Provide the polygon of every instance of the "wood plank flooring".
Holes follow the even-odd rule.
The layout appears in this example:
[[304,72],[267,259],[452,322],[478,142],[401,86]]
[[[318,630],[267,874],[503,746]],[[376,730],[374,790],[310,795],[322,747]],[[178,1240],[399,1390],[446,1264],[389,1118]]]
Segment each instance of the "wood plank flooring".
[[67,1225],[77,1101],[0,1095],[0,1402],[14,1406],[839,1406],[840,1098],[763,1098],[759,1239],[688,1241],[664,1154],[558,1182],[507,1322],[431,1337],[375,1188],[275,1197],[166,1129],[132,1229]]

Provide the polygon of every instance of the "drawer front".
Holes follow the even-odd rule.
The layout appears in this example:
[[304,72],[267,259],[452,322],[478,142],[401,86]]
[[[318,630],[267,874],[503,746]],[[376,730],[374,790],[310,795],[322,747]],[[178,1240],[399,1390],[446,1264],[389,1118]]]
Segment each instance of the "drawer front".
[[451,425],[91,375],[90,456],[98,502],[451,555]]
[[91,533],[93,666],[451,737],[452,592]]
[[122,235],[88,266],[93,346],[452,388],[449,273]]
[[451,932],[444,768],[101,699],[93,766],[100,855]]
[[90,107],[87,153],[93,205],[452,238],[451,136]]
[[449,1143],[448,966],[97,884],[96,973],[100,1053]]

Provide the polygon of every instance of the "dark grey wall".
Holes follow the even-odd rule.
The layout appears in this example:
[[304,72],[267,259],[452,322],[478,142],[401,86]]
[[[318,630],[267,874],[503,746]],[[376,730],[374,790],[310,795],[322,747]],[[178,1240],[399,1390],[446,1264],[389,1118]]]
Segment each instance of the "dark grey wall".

____

• Exercise directions:
Reproduce all of the entries above, changing "even-odd rule" to "nonzero winding rule" wherever it occurs and leaving everything else untouched.

• Problem solution:
Provide the polygon of every instance of the "wood plank flooring".
Holes follow the nonzero winding rule.
The layout appears in this example:
[[304,72],[267,259],[452,322],[478,142],[401,86]]
[[[318,630],[267,874],[503,746]],[[376,730],[374,790],[310,795],[322,747]],[[178,1240],[399,1390],[446,1264],[389,1118]]]
Segment each instance of the "wood plank flooring".
[[67,1225],[77,1101],[0,1095],[0,1402],[14,1406],[839,1406],[840,1098],[763,1098],[759,1239],[688,1241],[664,1154],[558,1182],[507,1322],[431,1337],[375,1188],[275,1197],[166,1129],[132,1229]]

Provide the polygon of every instance of the "drawer front".
Holes follow the nonzero winding rule.
The layout appears in this example:
[[304,72],[267,259],[452,322],[478,142],[401,86]]
[[[318,630],[267,874],[503,746]],[[376,730],[374,790],[310,795],[322,747]],[[178,1240],[399,1390],[446,1264],[389,1118]]]
Segment each instance of the "drawer front".
[[451,425],[91,375],[90,456],[98,502],[451,555]]
[[91,533],[93,666],[451,737],[452,592]]
[[122,235],[88,266],[93,346],[452,388],[449,273]]
[[451,932],[444,768],[101,699],[93,766],[100,855]]
[[90,107],[87,153],[93,205],[452,238],[451,136]]
[[449,1143],[448,966],[97,884],[96,973],[100,1053]]

Provide the polygon of every instance of the "dark grey wall".
Holes follow the nonzero winding rule.
The layout appears in this example:
[[304,72],[267,259],[452,322],[478,142],[401,86]]
[[[318,630],[267,874],[503,746]],[[376,730],[374,790],[310,795],[322,747]],[[178,1240],[399,1390],[446,1264],[389,1118]]]
Segment each instance of the "dark grey wall".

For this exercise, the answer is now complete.